_Extrait du texte_.
________
C’était il y a 11 ans, à Dubaï. Très précisément le 20 janvier 2010. Un responsable du Hamas, Mahmoud al-Mabhouh, est retrouvé mort dans sa chambre à l’hôtel Bustan al Rotana. On croit d’abord à une crise cardiaque. Mais l’autopsie révèle qu’il s’agit d’un assassinat. L’homme a été empoisonné. À la suite de quoi, la police de Dubaï procède à l’examen des images enregistrées par les caméras de surveillance. Un système installé par une société israélienne, bien que les deux pays n’aient pas à l’époque de relations diplomatiques. Quelques jours plus tard, au cours d’une conférence de presse, le chef de la police émirati va provoquer la stupeur.

Il révèle que le Mossad a commis ce meurtre et présente les images de 26 suspects, des espions israéliens déguisés en joueurs de tennis, en hommes d’affaires. Tous ayant utilisé des identités usurpées ou de faux passeports. Un véritable cataclysme pour l’agence israélienne qui, ce jour-là, comprend que c’est la fin d’une époque. Avec les nouvelles technologies, la reconnaissance faciale, les passeports biométriques, etc., l’implantation en pays étrangers d’agents israéliens (au Mossad, on n’utilise pas le terme d’espions, mais celui de combattants) va s’avérer de plus en plus difficile, voire quasiment impossible ; trop dangereuse, car trop facilement repérable.
________
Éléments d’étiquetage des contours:

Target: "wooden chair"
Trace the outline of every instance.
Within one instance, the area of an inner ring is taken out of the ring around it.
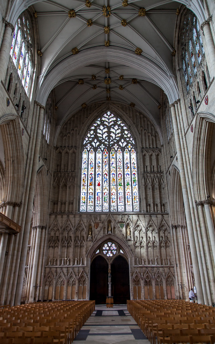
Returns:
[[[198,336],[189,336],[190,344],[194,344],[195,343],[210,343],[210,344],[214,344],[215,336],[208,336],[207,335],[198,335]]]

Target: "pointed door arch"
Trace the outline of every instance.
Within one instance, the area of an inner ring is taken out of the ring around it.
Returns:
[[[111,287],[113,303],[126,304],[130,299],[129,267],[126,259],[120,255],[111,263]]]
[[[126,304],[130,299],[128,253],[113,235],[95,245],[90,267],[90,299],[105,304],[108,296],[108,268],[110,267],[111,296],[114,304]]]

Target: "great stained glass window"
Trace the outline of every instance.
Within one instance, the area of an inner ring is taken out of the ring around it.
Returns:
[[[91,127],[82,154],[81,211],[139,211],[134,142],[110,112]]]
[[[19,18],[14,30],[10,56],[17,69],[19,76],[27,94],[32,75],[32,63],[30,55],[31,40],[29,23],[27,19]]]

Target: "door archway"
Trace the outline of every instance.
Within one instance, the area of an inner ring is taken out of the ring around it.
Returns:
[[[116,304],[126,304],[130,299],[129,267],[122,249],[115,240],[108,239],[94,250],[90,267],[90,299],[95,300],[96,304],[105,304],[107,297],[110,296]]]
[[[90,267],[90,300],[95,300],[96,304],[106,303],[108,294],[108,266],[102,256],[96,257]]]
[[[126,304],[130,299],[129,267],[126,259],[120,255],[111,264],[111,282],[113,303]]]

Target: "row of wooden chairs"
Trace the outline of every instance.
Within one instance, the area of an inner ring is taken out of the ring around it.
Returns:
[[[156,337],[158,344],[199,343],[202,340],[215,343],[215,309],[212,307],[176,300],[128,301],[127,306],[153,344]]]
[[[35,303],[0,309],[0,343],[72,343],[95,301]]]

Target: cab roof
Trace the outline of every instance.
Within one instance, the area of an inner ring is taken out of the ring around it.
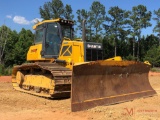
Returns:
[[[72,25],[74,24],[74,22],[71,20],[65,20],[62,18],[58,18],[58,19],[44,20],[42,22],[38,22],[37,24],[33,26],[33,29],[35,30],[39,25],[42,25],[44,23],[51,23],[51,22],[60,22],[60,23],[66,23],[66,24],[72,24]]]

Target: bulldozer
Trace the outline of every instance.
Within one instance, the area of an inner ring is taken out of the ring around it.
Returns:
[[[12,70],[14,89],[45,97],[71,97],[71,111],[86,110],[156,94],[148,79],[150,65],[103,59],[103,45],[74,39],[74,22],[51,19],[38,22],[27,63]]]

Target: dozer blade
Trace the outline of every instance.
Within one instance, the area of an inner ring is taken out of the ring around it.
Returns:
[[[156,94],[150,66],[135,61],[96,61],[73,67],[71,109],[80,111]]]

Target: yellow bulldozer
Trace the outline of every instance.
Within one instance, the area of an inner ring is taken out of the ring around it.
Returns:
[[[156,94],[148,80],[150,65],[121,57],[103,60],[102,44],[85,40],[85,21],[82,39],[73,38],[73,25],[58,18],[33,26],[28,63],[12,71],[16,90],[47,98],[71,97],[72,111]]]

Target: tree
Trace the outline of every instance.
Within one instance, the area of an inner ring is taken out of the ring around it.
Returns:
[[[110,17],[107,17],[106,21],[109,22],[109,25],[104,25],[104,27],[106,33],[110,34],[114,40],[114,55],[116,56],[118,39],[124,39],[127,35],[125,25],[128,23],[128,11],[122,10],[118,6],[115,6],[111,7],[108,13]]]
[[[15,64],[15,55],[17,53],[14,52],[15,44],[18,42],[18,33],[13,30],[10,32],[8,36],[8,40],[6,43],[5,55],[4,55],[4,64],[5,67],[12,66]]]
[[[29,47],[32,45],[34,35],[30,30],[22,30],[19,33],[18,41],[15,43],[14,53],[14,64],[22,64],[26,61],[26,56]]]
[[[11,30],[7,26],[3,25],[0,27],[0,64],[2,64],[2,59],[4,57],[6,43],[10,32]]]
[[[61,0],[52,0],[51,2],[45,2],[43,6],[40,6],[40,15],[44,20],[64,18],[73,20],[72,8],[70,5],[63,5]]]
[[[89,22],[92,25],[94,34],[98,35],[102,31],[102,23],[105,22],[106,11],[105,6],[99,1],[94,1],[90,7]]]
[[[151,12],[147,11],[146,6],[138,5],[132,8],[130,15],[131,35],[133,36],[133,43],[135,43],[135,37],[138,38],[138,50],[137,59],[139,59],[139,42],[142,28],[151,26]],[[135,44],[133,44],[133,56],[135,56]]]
________
_Consigne_. Les affirmations suivantes concordent-elles avec l’extrait sur l’assassinat de Dubaï ? Répondez par oui ou par non à chacune, en citant à l’identique les mots du texte qui tranchent : (a) Mahmoud al-Mabhouh est mort d’une crise cardiaque ; (b) le système de caméras de surveillance avait été installé par une société israélienne ; (c) le chef de la police a présenté les images de 26 suspects.

_Réponse rédigée_.
(a) Non : « L’homme a été empoisonné. »
(b) Oui : « Un système installé par une société israélienne ».
(c) Oui : « présente les images de 26 suspects ».